**Given request**
Please tally how many lines in the entries below contain the word "green", and reply with that number alone.
--- Dataset excerpts ---
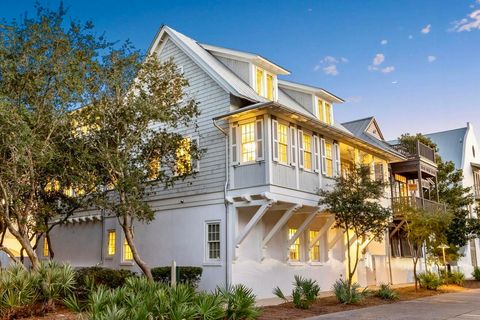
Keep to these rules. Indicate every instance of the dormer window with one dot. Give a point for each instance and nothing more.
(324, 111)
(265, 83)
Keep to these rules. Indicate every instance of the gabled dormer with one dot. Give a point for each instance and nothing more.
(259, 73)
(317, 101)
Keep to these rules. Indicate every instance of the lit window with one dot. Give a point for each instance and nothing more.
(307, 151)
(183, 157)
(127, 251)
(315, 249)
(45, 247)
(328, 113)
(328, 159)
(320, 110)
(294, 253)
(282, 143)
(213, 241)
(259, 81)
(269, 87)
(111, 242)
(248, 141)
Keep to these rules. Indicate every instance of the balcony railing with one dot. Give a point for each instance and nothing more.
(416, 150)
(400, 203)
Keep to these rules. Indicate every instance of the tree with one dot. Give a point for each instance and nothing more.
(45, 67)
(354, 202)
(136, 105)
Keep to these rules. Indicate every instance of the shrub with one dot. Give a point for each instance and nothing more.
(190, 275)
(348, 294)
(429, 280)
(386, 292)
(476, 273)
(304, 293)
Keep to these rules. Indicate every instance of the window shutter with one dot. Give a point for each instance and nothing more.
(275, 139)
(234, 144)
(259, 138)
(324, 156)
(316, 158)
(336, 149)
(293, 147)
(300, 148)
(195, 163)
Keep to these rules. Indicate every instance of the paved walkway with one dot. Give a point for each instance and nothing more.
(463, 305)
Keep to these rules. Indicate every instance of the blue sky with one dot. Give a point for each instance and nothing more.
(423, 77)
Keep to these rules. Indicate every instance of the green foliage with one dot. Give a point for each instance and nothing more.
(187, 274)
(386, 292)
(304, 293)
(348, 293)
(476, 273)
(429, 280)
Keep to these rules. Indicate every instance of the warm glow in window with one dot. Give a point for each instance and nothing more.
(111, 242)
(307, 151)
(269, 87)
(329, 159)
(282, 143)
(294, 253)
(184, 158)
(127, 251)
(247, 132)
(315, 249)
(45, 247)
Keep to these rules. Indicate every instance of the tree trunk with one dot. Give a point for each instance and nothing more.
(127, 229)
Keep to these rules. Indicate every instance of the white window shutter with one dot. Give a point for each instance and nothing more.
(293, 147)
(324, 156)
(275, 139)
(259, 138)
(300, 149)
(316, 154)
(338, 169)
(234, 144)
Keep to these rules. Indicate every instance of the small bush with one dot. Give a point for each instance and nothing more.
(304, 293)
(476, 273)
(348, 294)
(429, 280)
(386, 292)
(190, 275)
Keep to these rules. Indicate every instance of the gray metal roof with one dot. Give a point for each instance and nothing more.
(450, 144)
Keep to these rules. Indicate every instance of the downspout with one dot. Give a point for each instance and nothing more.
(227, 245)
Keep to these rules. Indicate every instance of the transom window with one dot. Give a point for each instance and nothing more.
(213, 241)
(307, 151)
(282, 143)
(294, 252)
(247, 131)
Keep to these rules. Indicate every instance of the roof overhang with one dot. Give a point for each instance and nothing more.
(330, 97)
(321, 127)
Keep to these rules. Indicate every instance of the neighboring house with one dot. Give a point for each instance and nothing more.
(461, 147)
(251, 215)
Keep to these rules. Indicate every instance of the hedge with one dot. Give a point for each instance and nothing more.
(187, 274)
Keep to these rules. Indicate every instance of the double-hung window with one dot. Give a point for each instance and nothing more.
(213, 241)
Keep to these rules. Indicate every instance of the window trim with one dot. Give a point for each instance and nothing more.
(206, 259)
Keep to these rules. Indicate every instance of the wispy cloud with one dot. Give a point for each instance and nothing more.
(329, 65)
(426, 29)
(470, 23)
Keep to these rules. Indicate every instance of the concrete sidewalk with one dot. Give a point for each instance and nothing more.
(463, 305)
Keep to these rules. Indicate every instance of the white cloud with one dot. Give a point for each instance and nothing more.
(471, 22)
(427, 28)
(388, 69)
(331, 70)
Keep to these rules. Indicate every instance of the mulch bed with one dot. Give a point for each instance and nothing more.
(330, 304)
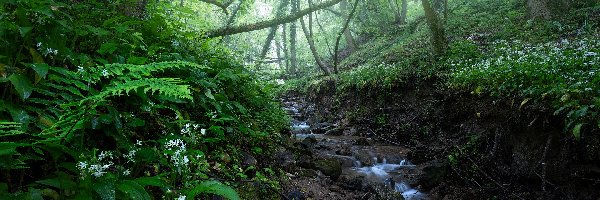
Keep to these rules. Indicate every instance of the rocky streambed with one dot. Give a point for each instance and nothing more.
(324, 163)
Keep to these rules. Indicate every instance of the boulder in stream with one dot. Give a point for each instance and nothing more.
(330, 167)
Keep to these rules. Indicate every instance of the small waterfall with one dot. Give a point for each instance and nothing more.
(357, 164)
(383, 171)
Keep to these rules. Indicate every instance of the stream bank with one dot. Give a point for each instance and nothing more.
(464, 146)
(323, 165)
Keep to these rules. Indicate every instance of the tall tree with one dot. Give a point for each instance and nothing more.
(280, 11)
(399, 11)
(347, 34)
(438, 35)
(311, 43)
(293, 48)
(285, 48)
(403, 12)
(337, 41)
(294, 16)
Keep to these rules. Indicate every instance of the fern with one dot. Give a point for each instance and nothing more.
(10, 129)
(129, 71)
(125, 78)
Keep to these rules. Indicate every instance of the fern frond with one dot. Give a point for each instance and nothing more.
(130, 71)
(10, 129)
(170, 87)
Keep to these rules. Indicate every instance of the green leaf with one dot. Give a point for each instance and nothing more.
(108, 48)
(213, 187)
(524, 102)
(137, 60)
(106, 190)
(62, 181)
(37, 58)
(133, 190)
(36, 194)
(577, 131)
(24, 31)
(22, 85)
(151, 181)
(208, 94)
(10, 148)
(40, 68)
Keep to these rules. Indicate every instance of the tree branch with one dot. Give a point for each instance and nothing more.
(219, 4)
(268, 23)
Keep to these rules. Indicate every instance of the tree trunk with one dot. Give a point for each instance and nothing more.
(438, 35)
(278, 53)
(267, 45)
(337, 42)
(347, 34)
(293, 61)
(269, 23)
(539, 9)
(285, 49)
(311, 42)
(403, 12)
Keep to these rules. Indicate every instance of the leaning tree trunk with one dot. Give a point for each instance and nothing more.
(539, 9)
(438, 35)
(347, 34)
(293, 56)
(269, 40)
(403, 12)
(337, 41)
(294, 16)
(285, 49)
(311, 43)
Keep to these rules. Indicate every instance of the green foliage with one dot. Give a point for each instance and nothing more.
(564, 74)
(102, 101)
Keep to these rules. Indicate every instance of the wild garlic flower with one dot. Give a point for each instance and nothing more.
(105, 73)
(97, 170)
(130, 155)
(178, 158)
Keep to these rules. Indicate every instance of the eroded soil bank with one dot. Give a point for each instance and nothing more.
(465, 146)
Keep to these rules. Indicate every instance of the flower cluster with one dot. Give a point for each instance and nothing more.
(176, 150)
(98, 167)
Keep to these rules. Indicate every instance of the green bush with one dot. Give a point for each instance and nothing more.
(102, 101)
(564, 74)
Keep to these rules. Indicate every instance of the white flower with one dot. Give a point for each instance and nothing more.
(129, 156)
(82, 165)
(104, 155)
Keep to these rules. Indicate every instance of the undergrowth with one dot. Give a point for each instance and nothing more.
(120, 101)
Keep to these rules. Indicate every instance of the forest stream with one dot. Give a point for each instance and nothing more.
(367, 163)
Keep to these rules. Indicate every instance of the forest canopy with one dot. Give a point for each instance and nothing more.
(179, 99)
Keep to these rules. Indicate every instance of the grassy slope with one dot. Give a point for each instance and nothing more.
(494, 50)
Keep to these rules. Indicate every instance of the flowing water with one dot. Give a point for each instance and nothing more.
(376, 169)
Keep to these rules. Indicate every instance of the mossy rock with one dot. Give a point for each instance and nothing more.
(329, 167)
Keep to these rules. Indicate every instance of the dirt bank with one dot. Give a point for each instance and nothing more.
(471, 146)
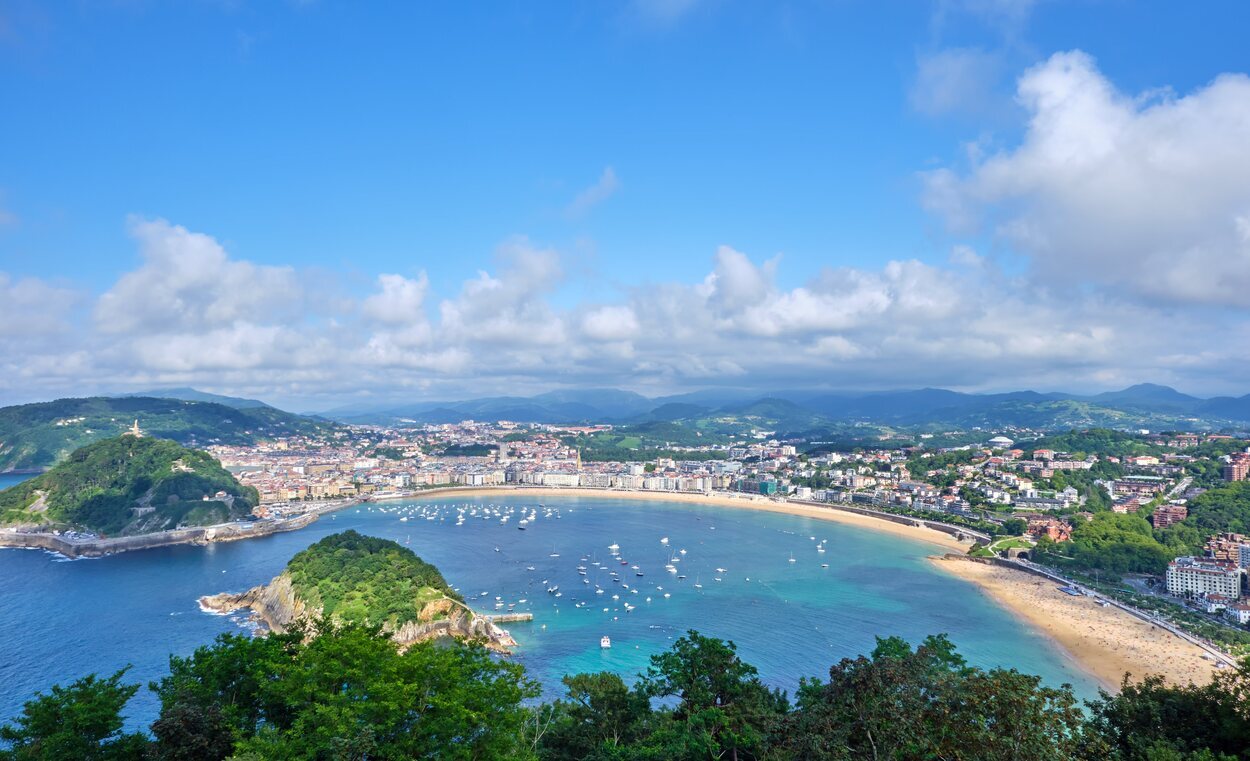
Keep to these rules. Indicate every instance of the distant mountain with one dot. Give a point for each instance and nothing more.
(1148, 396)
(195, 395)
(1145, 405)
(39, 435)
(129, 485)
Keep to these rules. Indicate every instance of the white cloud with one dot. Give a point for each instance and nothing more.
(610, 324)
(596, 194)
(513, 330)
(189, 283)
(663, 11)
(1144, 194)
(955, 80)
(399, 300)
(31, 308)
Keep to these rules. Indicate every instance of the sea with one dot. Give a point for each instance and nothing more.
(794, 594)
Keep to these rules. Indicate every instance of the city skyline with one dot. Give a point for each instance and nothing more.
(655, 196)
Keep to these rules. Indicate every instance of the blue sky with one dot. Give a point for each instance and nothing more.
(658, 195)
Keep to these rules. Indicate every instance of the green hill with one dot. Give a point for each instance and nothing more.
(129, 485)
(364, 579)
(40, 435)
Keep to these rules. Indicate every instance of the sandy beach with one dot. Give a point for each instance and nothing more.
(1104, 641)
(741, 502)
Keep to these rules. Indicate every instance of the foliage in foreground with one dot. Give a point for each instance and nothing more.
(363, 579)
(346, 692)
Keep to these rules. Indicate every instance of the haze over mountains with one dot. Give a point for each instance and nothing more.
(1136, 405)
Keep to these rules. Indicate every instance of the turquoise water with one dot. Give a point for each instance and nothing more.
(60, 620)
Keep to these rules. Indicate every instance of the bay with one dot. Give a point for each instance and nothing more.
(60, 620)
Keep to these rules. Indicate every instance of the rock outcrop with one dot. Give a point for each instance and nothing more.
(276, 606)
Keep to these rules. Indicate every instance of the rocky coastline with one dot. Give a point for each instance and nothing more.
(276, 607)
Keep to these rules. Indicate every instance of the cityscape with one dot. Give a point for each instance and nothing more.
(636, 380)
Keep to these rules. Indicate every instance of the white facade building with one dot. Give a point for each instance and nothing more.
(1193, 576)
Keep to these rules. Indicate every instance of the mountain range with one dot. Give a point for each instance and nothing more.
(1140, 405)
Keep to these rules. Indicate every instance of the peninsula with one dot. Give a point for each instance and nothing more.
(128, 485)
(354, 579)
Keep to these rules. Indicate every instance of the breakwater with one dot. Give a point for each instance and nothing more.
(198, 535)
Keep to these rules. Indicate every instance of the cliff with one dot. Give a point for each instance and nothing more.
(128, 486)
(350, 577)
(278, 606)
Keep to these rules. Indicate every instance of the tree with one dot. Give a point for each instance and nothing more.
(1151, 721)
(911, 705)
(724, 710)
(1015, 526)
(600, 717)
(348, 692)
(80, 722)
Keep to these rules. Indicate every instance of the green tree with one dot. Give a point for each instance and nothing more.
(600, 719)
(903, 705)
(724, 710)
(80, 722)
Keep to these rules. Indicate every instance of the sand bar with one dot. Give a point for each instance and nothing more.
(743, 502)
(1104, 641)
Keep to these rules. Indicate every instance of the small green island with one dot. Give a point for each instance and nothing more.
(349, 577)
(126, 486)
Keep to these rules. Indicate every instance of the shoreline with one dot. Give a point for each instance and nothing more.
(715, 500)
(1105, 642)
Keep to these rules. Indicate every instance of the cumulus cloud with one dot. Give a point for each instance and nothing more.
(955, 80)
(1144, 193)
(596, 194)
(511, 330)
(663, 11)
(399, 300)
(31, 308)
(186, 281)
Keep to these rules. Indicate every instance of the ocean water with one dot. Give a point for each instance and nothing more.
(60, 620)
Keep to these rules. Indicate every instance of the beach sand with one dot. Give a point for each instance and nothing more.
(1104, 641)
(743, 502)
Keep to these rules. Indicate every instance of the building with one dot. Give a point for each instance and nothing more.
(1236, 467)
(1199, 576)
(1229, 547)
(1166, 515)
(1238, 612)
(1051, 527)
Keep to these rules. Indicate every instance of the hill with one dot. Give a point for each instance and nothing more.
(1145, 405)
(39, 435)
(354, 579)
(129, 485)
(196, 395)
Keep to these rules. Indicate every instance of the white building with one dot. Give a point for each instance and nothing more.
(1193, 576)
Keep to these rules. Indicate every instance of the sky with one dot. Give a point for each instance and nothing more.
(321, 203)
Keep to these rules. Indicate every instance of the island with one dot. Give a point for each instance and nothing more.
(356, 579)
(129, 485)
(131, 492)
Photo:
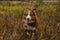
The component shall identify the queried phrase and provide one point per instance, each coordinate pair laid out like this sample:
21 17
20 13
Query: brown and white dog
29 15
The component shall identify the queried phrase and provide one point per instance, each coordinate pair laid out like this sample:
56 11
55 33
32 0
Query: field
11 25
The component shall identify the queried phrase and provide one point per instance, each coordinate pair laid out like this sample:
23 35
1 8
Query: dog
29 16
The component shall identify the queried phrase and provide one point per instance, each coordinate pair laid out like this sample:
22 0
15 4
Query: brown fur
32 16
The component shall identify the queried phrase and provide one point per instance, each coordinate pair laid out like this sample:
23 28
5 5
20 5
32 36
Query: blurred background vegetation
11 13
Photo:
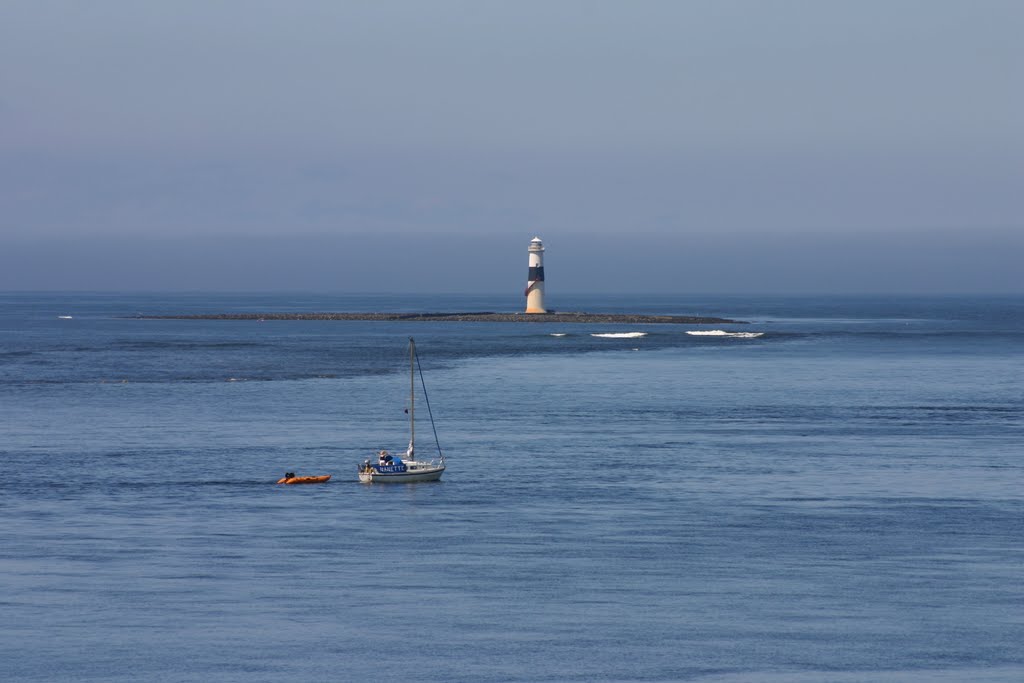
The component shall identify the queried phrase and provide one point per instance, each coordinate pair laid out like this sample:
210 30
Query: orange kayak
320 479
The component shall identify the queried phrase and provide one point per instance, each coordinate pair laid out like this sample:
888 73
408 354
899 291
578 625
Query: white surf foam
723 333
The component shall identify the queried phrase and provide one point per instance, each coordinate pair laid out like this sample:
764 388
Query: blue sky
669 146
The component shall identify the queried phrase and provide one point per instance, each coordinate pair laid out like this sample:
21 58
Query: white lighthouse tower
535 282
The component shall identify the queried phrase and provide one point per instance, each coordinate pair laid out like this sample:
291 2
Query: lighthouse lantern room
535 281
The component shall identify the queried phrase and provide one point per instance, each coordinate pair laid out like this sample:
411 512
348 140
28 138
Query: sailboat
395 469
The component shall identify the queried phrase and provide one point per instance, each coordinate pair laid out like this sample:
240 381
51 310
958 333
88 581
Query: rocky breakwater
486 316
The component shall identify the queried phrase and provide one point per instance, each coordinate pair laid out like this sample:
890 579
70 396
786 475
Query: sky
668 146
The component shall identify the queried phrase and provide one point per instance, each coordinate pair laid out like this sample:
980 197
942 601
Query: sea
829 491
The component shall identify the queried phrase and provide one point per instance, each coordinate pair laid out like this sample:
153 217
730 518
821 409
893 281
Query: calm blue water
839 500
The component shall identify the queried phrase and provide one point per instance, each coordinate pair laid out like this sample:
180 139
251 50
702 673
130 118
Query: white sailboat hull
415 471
---
**Response to this task**
7